Tetapi puasa bukan sekadar menahan lapar dan haus. Ia juga merupakan
usaha untuk menahan diri dari segala dorongan untuk melakukan tindakan
yang merusak.
Demikianlah, kita mendapati suatu pelajaran
berharga dari ibadah puasa di bulan Ramadhan, yaitu sebuah latihan atau
training untuk menjadi manusia yang mampu mengendalikan diri. Sehingga
setelah bulan Ramadhan berlalu, kita telah siap menghadapi tantangan
hidup yang nyata yang salah satu aspek penting yang dibutuhkan adalah
kemampuan mengendalikan diri. Manusia yang mampu mengendalikan diri,
adalah manusia yang mampu berpandangan jauh ke depan, yaitu sanggup
menunda kenikmatan jasmani yang bersifat sesaat atau sementara, dalam
rangka investasi atau menanam saham kenikmatan yang lebih agung dan
sejati di masa depan. Manusia sebenarnya sudah tahu bahwa hal-hal yang
bersifat jasmani itu tak akan kekal, tetapi anehnya dorongan manusia
untuk memenuhi kebutuhan jasmaninya seringkali menjadi hal yang utama.
Sehingga nabi Muhammad menyindir mereka dengan sindiran yang keras:
“Akan datang suatu zaman yang dihadapi oleh manusia, di mana perhatian
mereka adalah perut-perut mereka (makan & minum dengan lezatnya);
ukuran kemuliaan mereka adalah harta-harta atau materi; kiblat mereka
adalah seks, dan agama mereka (yang disanjung-sanjung dan diutamakan
oleh mereka) adalah kekayaan harta emas dan perak. Mereka itu adalah
sejelek-jelek makhluq dan mereka tidak akan memperoleh keuntungan dan
kebahagiaan di sisi Allah swt”
Apa yang diucapkan oleh Nabi di
atas sekarang menjadi kenyataan. Kalau kita mau mengamati dengan cermat
mengapa di negeri kita masih saja terjadi berbagai persoalan rumit, maka
akar persoalan dari semua itu adalah pandangan yang sempit dan
ketidakmampuan menahan diri. Terutama yang dilakukan oleh mereka yang
memegang kekuasaan. Karena nafsu serakah, tanpa memperhatikan bahwa
perbuatan curang terhadap negara akan merugikan masyarakat secara luas,
banyak para penguasa yang mencuri kekayaan negara. Banyaknya kasus
remaja yang melakukan tindakan layaknya suami istri padahal mereka belum
diikat oleh ikatan pernikahan, disebabkan karena pandangan yang sempit
dan sesaat untuk memenuhi bisikan nafsu hayawaniyah yang ada pada diri
mereka; banyaknya fakir miskin yang kurang mendapat perhatian dan
kepedulian dari para aghniya’. Ini juga disebabkan karena rakusnya
orang-orang kaya terhadap harta, mereka kikir dan tak mau peduli
terhadap pemecahan problema sosial. Puasa memberikan penyadaran kepada
kita untuk menahan diri dari hal-hal yang sifatnya sementara. Kalau para
penguasa mau menahan diri dari perbuatan curangnya, dan mau menyadari
bahwa kekayaan negara adalah untuk semua warga negara, bukan untuk diri
pribadi, Insya Allah krisis yang kita alami akan berangsur menghilang.

===============

> TUGAS YANG DIKERJAKAN:
1: Cetak bagian teks tentang puasa mulai dari "Demikianlah, kita mendapati" sampai dengan "hal yang utama.", termasuk kata-kata penutup itu.
2: Tolong lanjutkan teks tentang puasa Ramadhan, dimulai tepat setelah kalimat terakhirnya.

===============

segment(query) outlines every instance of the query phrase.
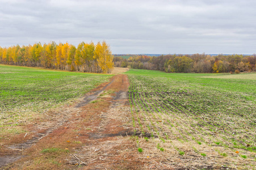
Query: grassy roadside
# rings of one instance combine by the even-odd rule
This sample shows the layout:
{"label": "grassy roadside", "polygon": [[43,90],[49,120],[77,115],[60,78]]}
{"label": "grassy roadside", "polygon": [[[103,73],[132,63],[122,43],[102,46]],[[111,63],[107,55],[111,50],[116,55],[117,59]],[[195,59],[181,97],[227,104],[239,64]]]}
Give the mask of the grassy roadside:
{"label": "grassy roadside", "polygon": [[179,168],[255,168],[256,74],[126,74],[133,126],[148,137],[137,139],[142,157]]}
{"label": "grassy roadside", "polygon": [[1,65],[0,133],[24,132],[22,127],[31,120],[72,102],[111,76]]}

===============

> JAWABAN TIAP TUGAS:
1:
Demikianlah, kita mendapati suatu pelajaran
berharga dari ibadah puasa di bulan Ramadhan, yaitu sebuah latihan atau
training untuk menjadi manusia yang mampu mengendalikan diri. Sehingga
setelah bulan Ramadhan berlalu, kita telah siap menghadapi tantangan
hidup yang nyata yang salah satu aspek penting yang dibutuhkan adalah
kemampuan mengendalikan diri. Manusia yang mampu mengendalikan diri,
adalah manusia yang mampu berpandangan jauh ke depan, yaitu sanggup
menunda kenikmatan jasmani yang bersifat sesaat atau sementara, dalam
rangka investasi atau menanam saham kenikmatan yang lebih agung dan
sejati di masa depan. Manusia sebenarnya sudah tahu bahwa hal-hal yang
bersifat jasmani itu tak akan kekal, tetapi anehnya dorongan manusia
untuk memenuhi kebutuhan jasmaninya seringkali menjadi hal yang utama.

2:
Kalau para remaja mau menahan diri dari memperturutkan nafsu
hayawaniyah, niscaya masa depan mereka akan lebih baik dan beradab, dan
mereka tidak direpoti oleh urusan-urusan yang belum waktunya mereka
urus. Kalau orang kaya sanggup menahan nafsu serakahnya dan sadar bahwa
dalam harta di genggamannya terdapat hak fakir miskin, niscaya
ketimpangan sosial tidak menjadi kian parah. Kalau orang kaya sanggup
menomorduakan sifat kikirnya, maka segala kegiatan untuk kebaikan umat
Islam, tak akan sampai kesulitan dalam soal pendanaan. Apa yang telah
diuraikan tadi membuktikan betapa pentingnya pengendalian diri. Puasa
ramadhan yang sedang kita laksanakan memberikan pembelajaran yang
demikian.
Pengendalian diri dan hidup sukses.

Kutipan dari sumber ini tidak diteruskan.